◆ Source document ◆
↓

# chair rail on outside corners



## djonesax (Mar 3, 2008)

I have a quick aesthetics question about chair rail on outside corners. I am installing chair rail on a backer board so its pretty beefy and on the outside corner it stands to stick out and create pointy edge. I cant find any pictures on google and was wondering what other people do here. Do you stop the rail and backer before the corner or run it right around? I have attached some pics to illustrate the question.

Thanks,

David


----------



## BigJim (Sep 2, 2008)

If you are concerned with the trim coming to a point at an outside corner don't cut the trim to a 45/45 but put an extra piece there at the point. Instead of the trim forming a 90 degree, it would have an extra piece that would set at a 45 degree, like the picture of the ceiling mold below. Also a good way to stop the molding if you don't wish to go around a corner is kinda like in the picture of the base molding.

If the molding is thicker than door or window trim, I always stopped about 3/6 to 1/2 inch before the casing and returned the molding into the wall.


----------



## djonesax (Mar 3, 2008)

Thanks I ended up just going around and it turned ok. It sticks out a bit but oh well.

↑

◆ Job 1 ◆
Quote the records word for word, starting with their first line and going on through the line that contains "positive clicks: (61, 77)", leaving out any pictures.

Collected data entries
↓

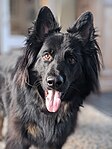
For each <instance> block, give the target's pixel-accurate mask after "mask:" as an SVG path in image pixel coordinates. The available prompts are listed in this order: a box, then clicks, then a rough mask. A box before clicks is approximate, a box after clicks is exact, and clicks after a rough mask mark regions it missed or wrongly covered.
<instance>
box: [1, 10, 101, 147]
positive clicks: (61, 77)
mask: <svg viewBox="0 0 112 149" xmlns="http://www.w3.org/2000/svg"><path fill="white" fill-rule="evenodd" d="M99 55H100V49H99V46H98V44H97V41H96V33H95V29H94V26H93V15H92V14H91V12H85V13H84V14H82V15H81V16H80V17H79V18H78V19H77V21H76V22H75V23H74V25H73V26H72V27H70V28H69V29H68V30H67V32H66V33H62V32H61V28H60V26H59V25H58V23H57V22H56V20H55V18H54V16H53V14H52V12H51V10H50V9H49V8H48V7H43V8H42V9H41V10H40V12H39V15H38V18H37V20H36V21H35V22H34V25H33V27H32V28H30V30H29V33H28V37H27V40H26V46H25V49H24V51H23V54H22V56H20V57H19V58H18V60H17V63H16V64H15V66H14V67H13V68H8V69H7V70H5V71H6V72H4V73H3V74H0V75H1V78H2V79H1V82H2V83H1V85H2V87H1V91H3V88H6V89H7V91H6V92H4V93H3V95H4V94H5V95H4V96H2V94H1V98H2V101H3V104H4V108H5V112H6V114H7V117H8V133H7V139H6V148H5V149H28V148H29V147H30V146H31V145H34V146H36V147H38V148H39V149H61V148H62V146H63V144H64V143H65V141H66V139H67V137H68V136H69V135H70V134H71V133H72V132H73V131H74V128H75V127H76V122H77V114H78V111H79V107H80V106H82V104H83V100H84V99H85V98H86V97H87V96H88V95H89V94H90V93H91V92H94V91H97V90H98V87H99V81H98V75H99V71H100V60H99ZM4 80H5V81H4ZM4 85H5V86H4Z"/></svg>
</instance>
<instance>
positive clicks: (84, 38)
mask: <svg viewBox="0 0 112 149" xmlns="http://www.w3.org/2000/svg"><path fill="white" fill-rule="evenodd" d="M93 30H94V27H93V15H92V13H91V12H85V13H83V14H82V15H81V16H80V17H79V18H78V19H77V20H76V22H75V24H74V25H73V26H72V27H70V28H69V29H68V30H67V31H68V32H69V33H71V34H75V37H77V38H80V40H81V41H83V44H86V43H87V41H88V39H89V37H90V36H91V33H92V32H93Z"/></svg>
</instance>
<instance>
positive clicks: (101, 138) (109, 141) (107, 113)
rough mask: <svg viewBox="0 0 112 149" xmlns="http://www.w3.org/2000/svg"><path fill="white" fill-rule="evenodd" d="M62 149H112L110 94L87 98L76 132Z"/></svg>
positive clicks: (73, 134) (110, 98)
mask: <svg viewBox="0 0 112 149" xmlns="http://www.w3.org/2000/svg"><path fill="white" fill-rule="evenodd" d="M0 149H4V142H1V143H0ZM31 149H34V148H33V147H32V148H31ZM63 149H112V93H104V94H102V95H99V96H96V95H92V96H91V97H90V98H88V100H87V101H86V103H85V104H84V108H81V110H80V112H79V119H78V125H77V129H76V132H75V133H74V134H72V135H71V136H70V137H69V138H68V140H67V142H66V144H65V145H64V147H63Z"/></svg>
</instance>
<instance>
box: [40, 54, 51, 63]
mask: <svg viewBox="0 0 112 149" xmlns="http://www.w3.org/2000/svg"><path fill="white" fill-rule="evenodd" d="M42 58H43V60H44V61H49V62H50V61H52V59H53V58H52V55H51V54H50V53H45V54H44V55H43V57H42Z"/></svg>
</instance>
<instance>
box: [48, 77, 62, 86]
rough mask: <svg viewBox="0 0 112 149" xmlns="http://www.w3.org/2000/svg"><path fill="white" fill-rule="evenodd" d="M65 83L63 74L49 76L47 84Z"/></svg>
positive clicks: (52, 85) (59, 83) (53, 85)
mask: <svg viewBox="0 0 112 149" xmlns="http://www.w3.org/2000/svg"><path fill="white" fill-rule="evenodd" d="M62 84H63V78H62V77H61V76H56V77H54V76H48V77H47V85H48V86H49V87H57V88H58V87H60V86H61V85H62Z"/></svg>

↑

◆ Job 2 ◆
Write what comes next in the forum thread about chair rail on outside corners, picking up after its final post.

◆ Exercise output 1 ◆
For each <instance> block, give the target's pixel-accurate mask after "mask:" as an SVG path in image pixel coordinates. The available prompts are listed in this order: a box, then clicks, then a rough mask. A box before clicks is approximate, a box after clicks is exact, and clicks after a rough mask mark regions it missed or wrongly covered.
<instance>
box: [1, 10, 101, 147]
positive clicks: (61, 77)

◆ Exercise output 2 ◆
----------



## firehawkmph (Apr 26, 2008)

Looks good DJ,
Sometimes when I get outside corners like you have I'll just lightly sand the sharp edge just a tad to soften it up. Not enough to make much difference in the shape, but just to get rid of the sharpness.
Mike Hawkins:smile3:


----------



## was2ndlast (Apr 11, 2014)

Outside corners are the best part of trim....


----------



## ronbergley (May 19, 2014)

No offense to BigJim but the trim enhancement he is showing is not to my taste. Plus I don't think djonesax is wrapping the corner. Everybody is different. If this is a job site, give options to the homeowner. For me I would finish it off at 45 or even a slightly lower angle. I love chair railing treatments and really like the stairs you are showing. Nice work.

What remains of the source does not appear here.